> Exercise objective:
In the opera page below, revise the passage starting at "Please note that Barenreiter" and ending at "start with Medea." by replacing "Barenreiter" with "Bärenreiter", and reproduce the rest of that passage unchanged.

> Page excerpt:
Friday, September 5, 2014

UTOT - Spring Opera - Die Zauberflote

Thanks to all of you who auditioned for UTOT’s spring production of Die Zauberflote.  

James Marvel and I were especially pleased with the quality of all of the auditions, and appreciate not only the interest but also enthusiasm for this production.  It is a very exciting year for us.

We decided rather late in the Spring to select Magic Flute as the spring opera.  Our first choice was to pursue options in French as UTOT has never produced anything in that language.  For a number of reasons, it seemed that this year was not going to afford us the facilities or resources to mount the productions we were targeting, so I somewhat reluctantly turned to the possibility of programming our 3rd Mozart opera in 3 years.  That fact is the ONLY reason I would ever hesitate to program Mozart (one of my greatest musical loves!).  I mention all of this only to illuminate the thrill that James and I encountered, when we sat down to discuss casting (which usually involves several rounds of name calling, pencil breaking and chair kicking), to discover that this score, in this year, affords opportunities for everyone who auditioned for us.   That is a rare luxury indeed!

Please note that Barenreiter is the required edition for this production.  Although it is not the least expensive, Barenreiter is the edition standard and more than worth the investment.  More specifically, all notes during the coaching and rehearsal process will reference the Barenreiter score.

You are, of course, welcome to seek the best deals and acquire your scores through any avenue you choose.  The following link to Sheet Music Plus is added for your convenience only.

Tuesday, August 26, 2014


Things are off to an exciting start with Medea.

In addition to featuring many of our new and returning graduate students, this production has provided an opportunity to cast a number of our undergraduate singers in prominent roles.  Following some quick auditions last week, we have a wonderful and enthusiastic cast in place.

To get things started musically, Eileen Downey (UT Staff Coach/Accompanist) and I played through Act One in its entirety with two pianos.  This was a great way to let people hear how the vocal parts and orchestra fit together, and also gave us all a chance to hear how the act flows from beginning to end.

> Data provided:
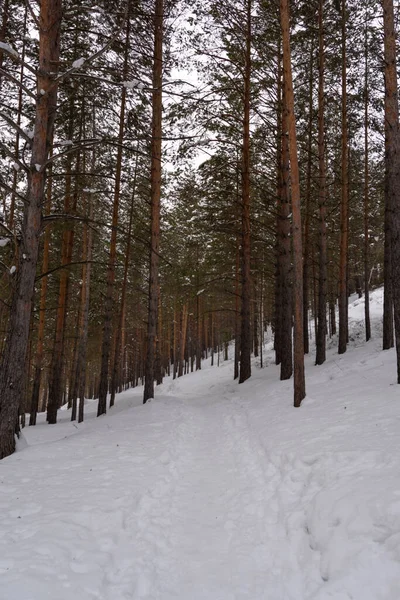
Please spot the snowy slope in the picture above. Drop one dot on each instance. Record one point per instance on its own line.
(216, 491)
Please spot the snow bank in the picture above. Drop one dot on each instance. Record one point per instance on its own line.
(216, 491)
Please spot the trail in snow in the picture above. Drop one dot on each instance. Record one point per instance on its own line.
(215, 491)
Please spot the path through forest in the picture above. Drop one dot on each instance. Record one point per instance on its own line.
(215, 491)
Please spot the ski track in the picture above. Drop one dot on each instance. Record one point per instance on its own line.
(213, 493)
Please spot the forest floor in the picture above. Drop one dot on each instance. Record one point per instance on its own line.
(216, 491)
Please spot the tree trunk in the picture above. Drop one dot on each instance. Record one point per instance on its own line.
(392, 162)
(366, 188)
(298, 356)
(121, 321)
(108, 303)
(322, 275)
(245, 334)
(344, 205)
(13, 363)
(284, 256)
(155, 200)
(42, 314)
(306, 261)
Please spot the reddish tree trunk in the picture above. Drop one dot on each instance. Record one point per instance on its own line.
(155, 199)
(13, 363)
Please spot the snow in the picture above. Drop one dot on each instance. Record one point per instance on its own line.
(216, 491)
(9, 49)
(77, 64)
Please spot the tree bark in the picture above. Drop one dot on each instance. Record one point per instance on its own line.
(322, 275)
(298, 356)
(13, 363)
(284, 256)
(121, 322)
(366, 188)
(392, 162)
(155, 199)
(108, 303)
(245, 334)
(344, 205)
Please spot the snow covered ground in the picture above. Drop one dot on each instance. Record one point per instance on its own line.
(216, 491)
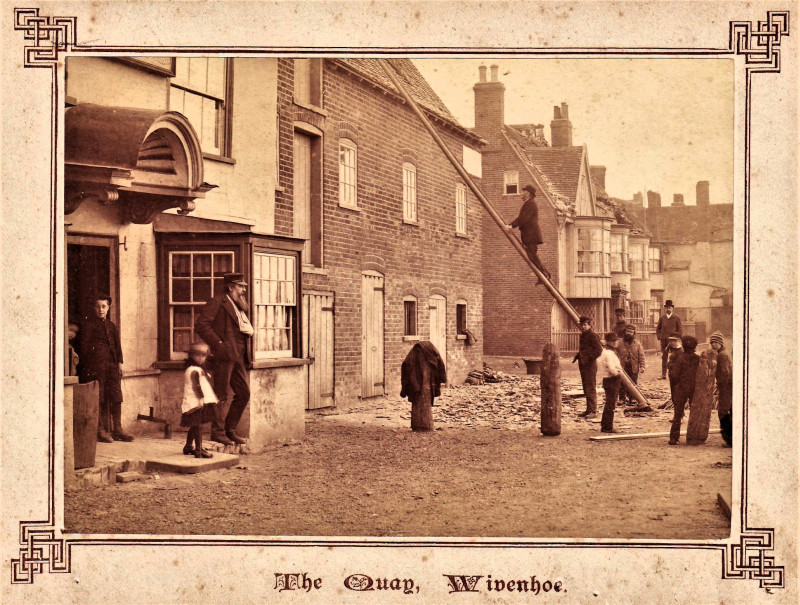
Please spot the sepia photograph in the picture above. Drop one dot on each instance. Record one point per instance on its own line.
(304, 300)
(342, 309)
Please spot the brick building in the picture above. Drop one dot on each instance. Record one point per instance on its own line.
(398, 256)
(312, 178)
(519, 317)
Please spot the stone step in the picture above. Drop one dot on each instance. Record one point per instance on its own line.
(186, 465)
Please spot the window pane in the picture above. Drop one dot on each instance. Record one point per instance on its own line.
(201, 290)
(181, 290)
(182, 317)
(180, 265)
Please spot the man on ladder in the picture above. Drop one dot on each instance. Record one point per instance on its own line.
(529, 230)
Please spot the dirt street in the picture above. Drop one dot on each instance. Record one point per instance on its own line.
(485, 471)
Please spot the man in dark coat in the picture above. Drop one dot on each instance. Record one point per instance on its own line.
(667, 324)
(589, 349)
(101, 360)
(685, 374)
(621, 324)
(224, 325)
(529, 230)
(724, 387)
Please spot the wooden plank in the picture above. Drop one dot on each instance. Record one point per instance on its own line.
(623, 436)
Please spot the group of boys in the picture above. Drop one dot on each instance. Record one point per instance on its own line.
(622, 351)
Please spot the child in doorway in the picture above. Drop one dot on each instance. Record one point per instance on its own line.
(199, 401)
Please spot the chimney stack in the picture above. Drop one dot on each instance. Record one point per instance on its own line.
(489, 106)
(702, 193)
(599, 175)
(561, 127)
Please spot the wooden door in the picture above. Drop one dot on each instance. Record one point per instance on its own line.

> Answer to the task:
Please note that Bärenreiter is the required edition for this production.  Although it is not the least expensive, Bärenreiter is the edition standard and more than worth the investment.  More specifically, all notes during the coaching and rehearsal process will reference the Bärenreiter score.

You are, of course, welcome to seek the best deals and acquire your scores through any avenue you choose.  The following link to Sheet Music Plus is added for your convenience only.

Tuesday, August 26, 2014


Things are off to an exciting start with Medea.